▶ DIRECTIONS
Recast the records below as a Markdown table with the columns Row and Line. Start at the line containing "Q: Locate the aircraft nose cone", end with the final line of the records, give each line a numbered row, and leave out blank lines.

-- Start of THE RECORDS --

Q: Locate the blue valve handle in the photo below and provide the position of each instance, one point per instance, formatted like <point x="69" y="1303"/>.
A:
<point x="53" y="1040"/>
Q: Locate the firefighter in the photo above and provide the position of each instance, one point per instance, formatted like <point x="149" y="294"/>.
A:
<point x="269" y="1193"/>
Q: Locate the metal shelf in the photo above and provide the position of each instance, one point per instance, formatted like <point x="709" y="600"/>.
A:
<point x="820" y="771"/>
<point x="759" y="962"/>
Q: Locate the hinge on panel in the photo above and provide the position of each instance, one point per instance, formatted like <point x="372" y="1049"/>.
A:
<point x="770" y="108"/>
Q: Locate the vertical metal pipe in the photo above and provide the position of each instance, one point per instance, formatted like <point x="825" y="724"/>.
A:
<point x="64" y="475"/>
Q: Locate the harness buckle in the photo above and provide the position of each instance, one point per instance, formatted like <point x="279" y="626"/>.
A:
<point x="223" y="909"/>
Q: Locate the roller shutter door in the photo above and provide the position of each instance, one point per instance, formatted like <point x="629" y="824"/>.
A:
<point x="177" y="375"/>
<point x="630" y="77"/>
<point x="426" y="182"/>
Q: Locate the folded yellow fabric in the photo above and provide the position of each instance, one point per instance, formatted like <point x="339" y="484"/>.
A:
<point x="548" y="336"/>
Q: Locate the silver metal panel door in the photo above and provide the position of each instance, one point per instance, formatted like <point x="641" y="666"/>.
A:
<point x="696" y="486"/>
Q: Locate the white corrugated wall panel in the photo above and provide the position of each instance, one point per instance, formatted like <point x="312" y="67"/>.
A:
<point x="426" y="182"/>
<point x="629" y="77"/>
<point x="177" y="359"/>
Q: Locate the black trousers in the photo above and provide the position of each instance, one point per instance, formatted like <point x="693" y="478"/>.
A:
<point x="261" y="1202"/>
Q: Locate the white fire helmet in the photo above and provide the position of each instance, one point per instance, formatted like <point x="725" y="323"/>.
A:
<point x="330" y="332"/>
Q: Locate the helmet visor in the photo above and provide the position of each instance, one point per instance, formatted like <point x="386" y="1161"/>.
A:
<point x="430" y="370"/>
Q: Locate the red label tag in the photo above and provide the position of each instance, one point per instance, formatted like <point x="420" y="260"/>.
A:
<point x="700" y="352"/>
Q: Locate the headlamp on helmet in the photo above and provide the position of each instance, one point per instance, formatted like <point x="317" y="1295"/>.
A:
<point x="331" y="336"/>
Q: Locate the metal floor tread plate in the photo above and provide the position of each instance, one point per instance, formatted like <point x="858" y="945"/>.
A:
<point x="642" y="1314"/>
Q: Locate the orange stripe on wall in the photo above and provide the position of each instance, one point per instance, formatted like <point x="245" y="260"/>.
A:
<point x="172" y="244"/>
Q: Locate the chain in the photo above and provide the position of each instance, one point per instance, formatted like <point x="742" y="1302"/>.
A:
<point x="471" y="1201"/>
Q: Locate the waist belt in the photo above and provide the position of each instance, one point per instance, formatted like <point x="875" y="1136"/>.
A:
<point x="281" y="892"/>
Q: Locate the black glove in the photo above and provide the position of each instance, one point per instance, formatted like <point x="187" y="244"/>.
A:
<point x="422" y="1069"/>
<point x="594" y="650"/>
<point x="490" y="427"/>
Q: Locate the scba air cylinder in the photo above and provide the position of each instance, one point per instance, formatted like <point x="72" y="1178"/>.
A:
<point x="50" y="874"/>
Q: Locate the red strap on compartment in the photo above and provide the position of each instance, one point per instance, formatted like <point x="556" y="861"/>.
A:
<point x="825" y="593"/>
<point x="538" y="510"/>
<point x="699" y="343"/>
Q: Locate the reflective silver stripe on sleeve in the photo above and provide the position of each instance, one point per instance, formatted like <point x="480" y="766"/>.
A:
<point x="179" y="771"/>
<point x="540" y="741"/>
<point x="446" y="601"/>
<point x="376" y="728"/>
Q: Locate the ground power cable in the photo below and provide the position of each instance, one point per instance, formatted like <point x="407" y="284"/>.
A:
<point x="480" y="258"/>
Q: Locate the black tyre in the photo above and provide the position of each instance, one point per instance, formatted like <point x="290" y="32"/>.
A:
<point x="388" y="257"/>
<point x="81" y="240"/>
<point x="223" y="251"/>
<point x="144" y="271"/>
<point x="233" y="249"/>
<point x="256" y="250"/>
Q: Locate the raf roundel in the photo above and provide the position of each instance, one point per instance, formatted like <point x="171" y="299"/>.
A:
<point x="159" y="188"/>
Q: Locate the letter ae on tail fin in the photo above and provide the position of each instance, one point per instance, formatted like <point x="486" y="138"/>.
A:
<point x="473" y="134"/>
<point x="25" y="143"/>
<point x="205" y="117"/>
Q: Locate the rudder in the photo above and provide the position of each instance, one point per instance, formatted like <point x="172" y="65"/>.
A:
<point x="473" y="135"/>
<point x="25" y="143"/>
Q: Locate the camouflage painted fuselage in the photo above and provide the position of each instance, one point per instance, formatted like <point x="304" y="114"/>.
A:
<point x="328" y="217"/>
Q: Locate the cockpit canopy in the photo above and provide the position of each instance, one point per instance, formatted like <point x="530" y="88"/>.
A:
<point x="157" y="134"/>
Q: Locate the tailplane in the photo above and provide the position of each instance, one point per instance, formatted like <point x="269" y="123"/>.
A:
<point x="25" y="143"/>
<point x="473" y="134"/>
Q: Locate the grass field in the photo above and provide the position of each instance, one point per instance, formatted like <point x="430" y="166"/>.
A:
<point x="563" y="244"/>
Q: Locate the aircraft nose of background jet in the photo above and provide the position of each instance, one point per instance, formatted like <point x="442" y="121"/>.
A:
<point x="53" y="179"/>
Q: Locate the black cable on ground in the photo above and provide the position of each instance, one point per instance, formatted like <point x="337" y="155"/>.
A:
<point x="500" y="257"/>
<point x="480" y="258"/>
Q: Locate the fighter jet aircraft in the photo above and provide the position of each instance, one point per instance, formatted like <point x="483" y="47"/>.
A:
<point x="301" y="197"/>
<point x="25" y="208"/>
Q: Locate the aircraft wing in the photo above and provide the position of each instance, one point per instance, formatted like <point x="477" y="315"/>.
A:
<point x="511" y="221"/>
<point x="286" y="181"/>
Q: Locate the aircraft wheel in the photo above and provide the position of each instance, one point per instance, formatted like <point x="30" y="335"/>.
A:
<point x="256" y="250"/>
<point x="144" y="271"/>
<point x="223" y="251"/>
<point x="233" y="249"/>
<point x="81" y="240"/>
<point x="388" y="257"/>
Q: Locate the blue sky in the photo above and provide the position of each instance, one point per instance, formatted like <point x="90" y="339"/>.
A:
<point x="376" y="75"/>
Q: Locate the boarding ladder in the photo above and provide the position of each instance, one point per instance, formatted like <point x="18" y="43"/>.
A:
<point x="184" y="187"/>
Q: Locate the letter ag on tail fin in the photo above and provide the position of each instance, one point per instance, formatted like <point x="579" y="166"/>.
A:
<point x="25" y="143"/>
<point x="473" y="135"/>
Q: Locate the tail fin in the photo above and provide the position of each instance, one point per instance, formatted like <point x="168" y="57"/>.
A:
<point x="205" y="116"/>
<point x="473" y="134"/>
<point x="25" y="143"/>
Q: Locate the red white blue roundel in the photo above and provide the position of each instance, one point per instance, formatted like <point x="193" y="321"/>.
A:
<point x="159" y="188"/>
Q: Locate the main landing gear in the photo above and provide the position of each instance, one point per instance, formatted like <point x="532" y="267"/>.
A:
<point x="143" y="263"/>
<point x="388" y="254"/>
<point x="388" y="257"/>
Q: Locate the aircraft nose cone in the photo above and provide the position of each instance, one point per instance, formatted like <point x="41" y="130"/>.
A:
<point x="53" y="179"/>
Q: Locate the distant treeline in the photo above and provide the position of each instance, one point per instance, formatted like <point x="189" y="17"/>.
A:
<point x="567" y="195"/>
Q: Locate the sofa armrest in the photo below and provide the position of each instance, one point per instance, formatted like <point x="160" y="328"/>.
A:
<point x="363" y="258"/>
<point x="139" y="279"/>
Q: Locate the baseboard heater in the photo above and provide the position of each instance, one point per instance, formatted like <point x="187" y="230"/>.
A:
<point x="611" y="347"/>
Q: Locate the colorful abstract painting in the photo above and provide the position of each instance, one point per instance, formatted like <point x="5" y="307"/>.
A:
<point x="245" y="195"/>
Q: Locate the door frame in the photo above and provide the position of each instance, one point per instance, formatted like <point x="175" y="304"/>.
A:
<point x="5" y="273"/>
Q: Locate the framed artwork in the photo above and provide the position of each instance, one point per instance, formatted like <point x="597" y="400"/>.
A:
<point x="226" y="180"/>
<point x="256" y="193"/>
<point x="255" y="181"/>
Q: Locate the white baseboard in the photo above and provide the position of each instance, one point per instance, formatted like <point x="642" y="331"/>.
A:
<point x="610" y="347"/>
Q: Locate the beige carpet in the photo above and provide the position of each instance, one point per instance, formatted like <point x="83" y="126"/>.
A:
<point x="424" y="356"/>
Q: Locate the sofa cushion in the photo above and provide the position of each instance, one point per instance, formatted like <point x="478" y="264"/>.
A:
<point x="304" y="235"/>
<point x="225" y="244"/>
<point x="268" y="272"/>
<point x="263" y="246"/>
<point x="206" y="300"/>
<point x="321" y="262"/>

-- End of THE RECORDS --

▶ SOLUTION BELOW
| Row | Line |
|---|---|
| 1 | Q: Locate the aircraft nose cone in the photo above and provide the position of each instance, one point per instance, formatted like <point x="41" y="130"/>. |
| 2 | A: |
| 3 | <point x="53" y="179"/> |
| 4 | Q: Locate the distant treeline in the photo above and provide the position of each instance, one point per instance, formatted like <point x="189" y="17"/>. |
| 5 | A: |
| 6 | <point x="567" y="195"/> |
| 7 | Q: Locate the sofa armrest in the photo below and provide the position of each instance, one point per instance, formatted like <point x="160" y="328"/>. |
| 8 | A: |
| 9 | <point x="363" y="258"/> |
| 10 | <point x="139" y="279"/> |
| 11 | Q: Locate the baseboard heater in the photo above and provide the position of each instance, one point per instance, formatted like <point x="187" y="230"/>. |
| 12 | A: |
| 13 | <point x="611" y="347"/> |
| 14 | Q: Locate the colorful abstract painting in the photo above and provide the position of each instance, one point per instance, formatted like <point x="5" y="307"/>. |
| 15 | A: |
| 16 | <point x="245" y="195"/> |
| 17 | Q: Locate the door frame in the photo above and provide the position of each instance, one point per instance, formatted like <point x="175" y="304"/>. |
| 18 | A: |
| 19 | <point x="5" y="273"/> |
| 20 | Q: Locate the framed artwork in the photo above and provide the position of each instance, one point per instance, formatted like <point x="597" y="400"/>. |
| 21 | A: |
| 22 | <point x="226" y="180"/> |
| 23 | <point x="256" y="193"/> |
| 24 | <point x="255" y="181"/> |
| 25 | Q: Locate the white baseboard in the photo above and provide the position of each instance, one point per instance, formatted like <point x="642" y="331"/>. |
| 26 | A: |
| 27 | <point x="610" y="347"/> |
| 28 | Q: Locate the beige carpet in the photo above and provide the position of each instance, one point per instance, formatted like <point x="83" y="126"/>. |
| 29 | A: |
| 30 | <point x="424" y="356"/> |
| 31 | Q: Locate the sofa cushion in the photo above and provide the position of each instance, one point per instance, formatted like <point x="478" y="264"/>. |
| 32 | A: |
| 33 | <point x="304" y="235"/> |
| 34 | <point x="225" y="244"/> |
| 35 | <point x="268" y="272"/> |
| 36 | <point x="263" y="246"/> |
| 37 | <point x="206" y="300"/> |
| 38 | <point x="321" y="262"/> |